● **Task description**:
Print the records below exactly as they appear.

● **Supplied entries**:
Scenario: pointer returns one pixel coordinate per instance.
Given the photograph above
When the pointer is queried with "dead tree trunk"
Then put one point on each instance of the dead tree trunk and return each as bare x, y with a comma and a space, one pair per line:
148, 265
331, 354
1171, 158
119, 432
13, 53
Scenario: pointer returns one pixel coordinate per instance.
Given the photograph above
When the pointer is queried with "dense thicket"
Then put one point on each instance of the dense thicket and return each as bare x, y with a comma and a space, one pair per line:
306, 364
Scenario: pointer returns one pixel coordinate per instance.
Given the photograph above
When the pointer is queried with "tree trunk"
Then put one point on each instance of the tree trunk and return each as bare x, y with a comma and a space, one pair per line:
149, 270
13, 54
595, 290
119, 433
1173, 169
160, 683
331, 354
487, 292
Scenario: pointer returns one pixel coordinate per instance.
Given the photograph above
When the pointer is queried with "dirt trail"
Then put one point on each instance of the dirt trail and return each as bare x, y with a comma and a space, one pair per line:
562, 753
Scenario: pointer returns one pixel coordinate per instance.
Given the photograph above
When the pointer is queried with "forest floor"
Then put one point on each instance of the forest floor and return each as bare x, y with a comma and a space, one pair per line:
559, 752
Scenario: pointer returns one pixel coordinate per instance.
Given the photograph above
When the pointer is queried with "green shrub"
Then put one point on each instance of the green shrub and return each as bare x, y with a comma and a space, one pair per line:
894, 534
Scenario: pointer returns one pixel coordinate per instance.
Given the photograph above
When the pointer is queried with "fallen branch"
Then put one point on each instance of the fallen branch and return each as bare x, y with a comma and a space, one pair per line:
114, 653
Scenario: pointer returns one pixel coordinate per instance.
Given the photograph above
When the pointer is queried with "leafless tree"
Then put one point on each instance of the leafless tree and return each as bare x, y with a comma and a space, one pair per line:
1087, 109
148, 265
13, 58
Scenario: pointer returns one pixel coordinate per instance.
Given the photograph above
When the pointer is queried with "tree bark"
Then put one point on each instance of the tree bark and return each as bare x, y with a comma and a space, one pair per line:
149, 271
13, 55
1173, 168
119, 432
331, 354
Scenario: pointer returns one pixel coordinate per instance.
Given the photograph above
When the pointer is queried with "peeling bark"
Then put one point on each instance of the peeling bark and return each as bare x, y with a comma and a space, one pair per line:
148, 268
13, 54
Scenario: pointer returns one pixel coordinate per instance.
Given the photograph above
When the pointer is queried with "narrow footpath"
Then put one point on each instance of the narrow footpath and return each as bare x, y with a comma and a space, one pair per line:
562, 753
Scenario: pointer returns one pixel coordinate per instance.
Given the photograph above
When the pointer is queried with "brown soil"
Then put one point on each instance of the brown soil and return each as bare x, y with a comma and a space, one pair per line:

● **Result**:
Scenario: pointer returns one pixel coordinate per instance.
Given the photograph above
When the pointer is queried with "dead tree trunk"
Then put one point on each instance of the dead tree trunk and return each as bare x, y with a comma and a space, one pair per line:
148, 265
331, 354
1171, 158
119, 432
13, 53
Scenario: pointer returns one pixel coordinate per instance.
Given the photograph above
When the pointer is queried with "dense thicket"
Then put one point on each instance of the dense thicket and return each as bare x, y with a comma and a space, one pair per line:
306, 364
Scenario: pointer returns one pixel coordinate per instance.
Given the photograph above
When the pointer is queried with "tree trunk"
Then put one point on each instance of the tree trunk and return each as bare x, y with a comma and a space, one pair per line:
149, 270
13, 54
595, 290
119, 433
1173, 169
160, 683
331, 354
487, 292
Scenario: pointer returns one pixel coordinate per instance.
Given the photograph above
When the pointer is queried with "dirt trail"
Then put one point on each instance of the dirt trail and return each as bare x, y with a comma and a space, one pair per line:
562, 753
Scenario: pointer returns one pixel coordinate per instance.
Given the photograph above
When the pointer is queried with "forest floor"
Then put one point on each instance of the forest floor and return each as bare x, y with a comma and a space, one pair per line:
559, 752
Scenario: pointer returns one pixel coordinate per instance.
Given the photograph above
When the pointer is queried with "green shrub"
Then put one point on each instance of the green shrub and return each as bare x, y with a comma and a space, one pair per line:
894, 534
Scenario: pointer returns one pixel coordinate per instance.
Given the photograph above
When the pointer is queried with "fallen branch"
Then put one point on each instance of the fallen branch and return each as bare x, y with a comma and a space, one pair per line:
114, 653
Scenario: pointer returns one pixel coordinate per instance.
Given the photograph above
When the pointer is queried with "leafless tree"
Then put one point on each instance of the leafless tree and return each as bare x, y with a comma and a space, one pair per line:
1087, 109
148, 265
13, 58
Scenario: pointer returns one pixel coordinate per instance.
Given the photograph above
When the pointer is queried with "tree bark"
Then put one point on each instance of the tree bark and return each as bare x, y with a comma and a space, one pair per line:
149, 271
13, 55
1173, 168
119, 432
331, 354
Scenario: pointer returns one pixel coordinate per instance.
Given the photograph above
When the pointer is queried with "peeling bark"
Then put one point on each instance of the peeling bark and return each as bare x, y with a comma and a space, one pair per line:
148, 268
13, 54
Scenario: pointer returns one pixel coordinate per instance.
Given the photograph above
When the pointer is queried with "narrow footpath"
Then put one point on each instance of the narrow footpath and return each as bare x, y with a comma and a space, one pair per line:
562, 753
Scenario: pointer returns one pixel coordinate per instance.
Given the photograph above
When the pointer is queried with "brown soil"
Then put one point on each instance of the brown soil and return each as bare x, y with a comma and a space, one pair per line:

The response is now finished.